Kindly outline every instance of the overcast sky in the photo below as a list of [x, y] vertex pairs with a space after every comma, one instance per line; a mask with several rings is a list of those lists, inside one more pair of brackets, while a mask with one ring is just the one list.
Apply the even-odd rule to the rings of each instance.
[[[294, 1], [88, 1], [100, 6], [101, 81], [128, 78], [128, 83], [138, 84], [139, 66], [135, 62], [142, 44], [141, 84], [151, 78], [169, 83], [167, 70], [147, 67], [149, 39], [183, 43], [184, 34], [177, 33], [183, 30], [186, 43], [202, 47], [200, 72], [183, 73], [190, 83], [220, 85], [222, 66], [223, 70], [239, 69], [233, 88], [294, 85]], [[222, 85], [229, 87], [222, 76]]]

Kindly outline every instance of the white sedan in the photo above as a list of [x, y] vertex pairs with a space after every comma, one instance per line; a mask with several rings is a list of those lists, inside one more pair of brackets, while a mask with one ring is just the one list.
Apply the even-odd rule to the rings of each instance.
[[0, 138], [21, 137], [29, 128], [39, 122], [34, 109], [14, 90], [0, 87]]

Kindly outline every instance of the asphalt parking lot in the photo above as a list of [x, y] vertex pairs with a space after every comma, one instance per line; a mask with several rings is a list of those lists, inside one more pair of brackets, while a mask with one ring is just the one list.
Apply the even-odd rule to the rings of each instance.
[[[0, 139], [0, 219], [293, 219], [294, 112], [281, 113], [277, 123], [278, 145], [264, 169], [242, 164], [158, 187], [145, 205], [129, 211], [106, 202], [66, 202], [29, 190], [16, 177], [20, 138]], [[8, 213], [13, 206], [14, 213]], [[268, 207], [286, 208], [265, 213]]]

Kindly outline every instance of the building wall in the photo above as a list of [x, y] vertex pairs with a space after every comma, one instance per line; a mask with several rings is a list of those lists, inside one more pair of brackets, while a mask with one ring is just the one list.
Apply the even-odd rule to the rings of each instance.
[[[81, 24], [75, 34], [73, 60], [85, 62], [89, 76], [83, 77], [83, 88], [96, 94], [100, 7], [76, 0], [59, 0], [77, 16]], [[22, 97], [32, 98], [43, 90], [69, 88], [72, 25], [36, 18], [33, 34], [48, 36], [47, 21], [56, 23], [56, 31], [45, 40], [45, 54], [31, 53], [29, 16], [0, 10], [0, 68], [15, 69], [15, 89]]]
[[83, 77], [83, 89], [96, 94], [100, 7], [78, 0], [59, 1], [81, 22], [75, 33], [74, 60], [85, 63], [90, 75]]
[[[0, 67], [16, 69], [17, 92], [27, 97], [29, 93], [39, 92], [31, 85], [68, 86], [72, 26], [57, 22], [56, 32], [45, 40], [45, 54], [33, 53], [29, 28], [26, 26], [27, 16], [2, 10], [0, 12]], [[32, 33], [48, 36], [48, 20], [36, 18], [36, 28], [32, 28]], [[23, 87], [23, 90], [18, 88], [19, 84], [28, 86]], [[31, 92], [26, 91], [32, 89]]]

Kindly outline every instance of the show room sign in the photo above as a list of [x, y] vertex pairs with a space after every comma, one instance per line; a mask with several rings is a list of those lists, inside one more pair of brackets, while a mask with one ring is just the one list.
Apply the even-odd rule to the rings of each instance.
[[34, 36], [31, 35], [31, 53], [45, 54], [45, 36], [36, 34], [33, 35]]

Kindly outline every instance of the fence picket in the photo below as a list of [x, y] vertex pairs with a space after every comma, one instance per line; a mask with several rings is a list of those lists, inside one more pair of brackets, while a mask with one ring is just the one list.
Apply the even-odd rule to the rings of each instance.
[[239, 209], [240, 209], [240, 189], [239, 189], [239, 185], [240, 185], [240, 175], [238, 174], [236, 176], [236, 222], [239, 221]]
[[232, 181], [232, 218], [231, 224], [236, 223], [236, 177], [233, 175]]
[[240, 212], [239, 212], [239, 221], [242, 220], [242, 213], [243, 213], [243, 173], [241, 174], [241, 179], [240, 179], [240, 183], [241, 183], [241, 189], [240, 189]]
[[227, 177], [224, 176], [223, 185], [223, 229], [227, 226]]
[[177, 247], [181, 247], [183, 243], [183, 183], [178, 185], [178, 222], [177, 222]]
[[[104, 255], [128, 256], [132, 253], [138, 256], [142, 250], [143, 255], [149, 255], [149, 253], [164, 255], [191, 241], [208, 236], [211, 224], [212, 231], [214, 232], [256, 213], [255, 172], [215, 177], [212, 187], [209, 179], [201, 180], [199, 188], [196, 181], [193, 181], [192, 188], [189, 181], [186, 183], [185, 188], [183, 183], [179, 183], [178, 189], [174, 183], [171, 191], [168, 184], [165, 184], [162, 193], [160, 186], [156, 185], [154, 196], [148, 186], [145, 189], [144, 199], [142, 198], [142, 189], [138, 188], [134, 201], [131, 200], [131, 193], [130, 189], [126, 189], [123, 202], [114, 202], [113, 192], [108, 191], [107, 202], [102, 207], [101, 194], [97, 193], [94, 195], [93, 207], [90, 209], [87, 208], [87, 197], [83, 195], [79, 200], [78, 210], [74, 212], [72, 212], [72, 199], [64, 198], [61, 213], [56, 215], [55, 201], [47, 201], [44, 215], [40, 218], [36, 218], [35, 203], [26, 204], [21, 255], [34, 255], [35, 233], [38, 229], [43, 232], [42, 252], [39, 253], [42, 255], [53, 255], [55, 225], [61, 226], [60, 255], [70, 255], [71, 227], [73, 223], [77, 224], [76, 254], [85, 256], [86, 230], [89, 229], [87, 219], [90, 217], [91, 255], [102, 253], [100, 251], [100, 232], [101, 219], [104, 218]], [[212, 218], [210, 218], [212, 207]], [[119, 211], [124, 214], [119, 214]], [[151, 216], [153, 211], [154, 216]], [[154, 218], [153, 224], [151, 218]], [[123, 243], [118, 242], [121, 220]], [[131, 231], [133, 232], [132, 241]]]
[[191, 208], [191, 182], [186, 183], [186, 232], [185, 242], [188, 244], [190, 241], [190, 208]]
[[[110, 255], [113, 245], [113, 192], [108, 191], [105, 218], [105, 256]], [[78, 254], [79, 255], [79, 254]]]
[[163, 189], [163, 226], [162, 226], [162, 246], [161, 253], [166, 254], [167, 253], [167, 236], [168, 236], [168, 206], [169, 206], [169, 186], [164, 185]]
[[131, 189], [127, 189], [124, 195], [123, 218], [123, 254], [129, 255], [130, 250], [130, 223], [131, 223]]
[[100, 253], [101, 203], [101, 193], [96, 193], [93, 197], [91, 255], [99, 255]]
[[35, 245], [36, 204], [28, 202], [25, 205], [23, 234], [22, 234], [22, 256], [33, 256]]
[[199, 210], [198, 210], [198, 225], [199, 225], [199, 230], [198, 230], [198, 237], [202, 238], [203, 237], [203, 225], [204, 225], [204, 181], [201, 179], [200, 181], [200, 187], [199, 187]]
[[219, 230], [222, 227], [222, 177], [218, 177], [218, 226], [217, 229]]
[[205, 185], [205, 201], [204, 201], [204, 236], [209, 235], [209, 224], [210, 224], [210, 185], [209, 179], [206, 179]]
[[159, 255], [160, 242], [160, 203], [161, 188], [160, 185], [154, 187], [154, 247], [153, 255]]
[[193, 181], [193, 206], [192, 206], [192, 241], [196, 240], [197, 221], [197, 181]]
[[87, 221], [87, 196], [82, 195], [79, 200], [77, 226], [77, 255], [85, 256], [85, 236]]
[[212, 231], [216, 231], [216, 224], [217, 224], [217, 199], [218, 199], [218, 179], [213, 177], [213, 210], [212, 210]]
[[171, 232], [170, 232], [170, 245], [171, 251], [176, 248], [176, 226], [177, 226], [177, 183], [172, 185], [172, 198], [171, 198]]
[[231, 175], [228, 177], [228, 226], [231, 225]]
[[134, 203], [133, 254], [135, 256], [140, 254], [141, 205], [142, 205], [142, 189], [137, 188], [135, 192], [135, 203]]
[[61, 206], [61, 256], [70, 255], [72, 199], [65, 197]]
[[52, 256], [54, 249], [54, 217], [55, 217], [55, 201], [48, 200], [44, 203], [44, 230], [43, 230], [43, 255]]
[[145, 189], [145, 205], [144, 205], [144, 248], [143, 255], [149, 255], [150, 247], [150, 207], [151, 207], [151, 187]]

◆ ◆ ◆ ◆ ◆

Problem details =
Copy the data starting at the line that contains "Kindly outline every instance of the building" and ending at the line that contains "91], [32, 89]]]", raising every x and y coordinate in the outline lists by 62. Keep all other text as it is.

Answer below =
Kindly outline every instance of the building wall in the photo above as a list of [x, y] vertex pairs with a space after every comma, one instance per line; a mask with several rings is a list of those lists, inside one more pair of brackets, while a mask with one ring is just the one list.
Apply the even-odd rule to the rings of each instance.
[[[143, 86], [137, 96], [135, 122], [147, 124], [151, 138], [145, 139], [145, 150], [158, 156], [162, 69], [138, 62], [121, 62], [139, 78]], [[84, 159], [94, 160], [105, 152], [131, 150], [134, 87], [98, 80], [95, 96], [110, 98], [109, 83], [118, 85], [118, 93], [107, 102], [107, 116], [93, 115], [91, 78], [62, 72], [62, 130], [77, 131], [77, 151]]]
[[145, 139], [145, 151], [158, 156], [162, 69], [140, 62], [121, 63], [143, 84], [137, 95], [136, 122], [147, 125], [152, 137]]
[[[62, 129], [78, 131], [79, 154], [89, 159], [91, 155], [101, 154], [93, 147], [130, 148], [134, 88], [119, 84], [118, 94], [107, 102], [107, 116], [95, 115], [91, 90], [88, 88], [89, 78], [64, 72], [62, 74]], [[94, 95], [110, 98], [110, 82], [98, 80], [98, 90], [94, 90]], [[85, 149], [85, 152], [80, 150], [81, 146], [90, 148]], [[93, 154], [88, 153], [94, 151]]]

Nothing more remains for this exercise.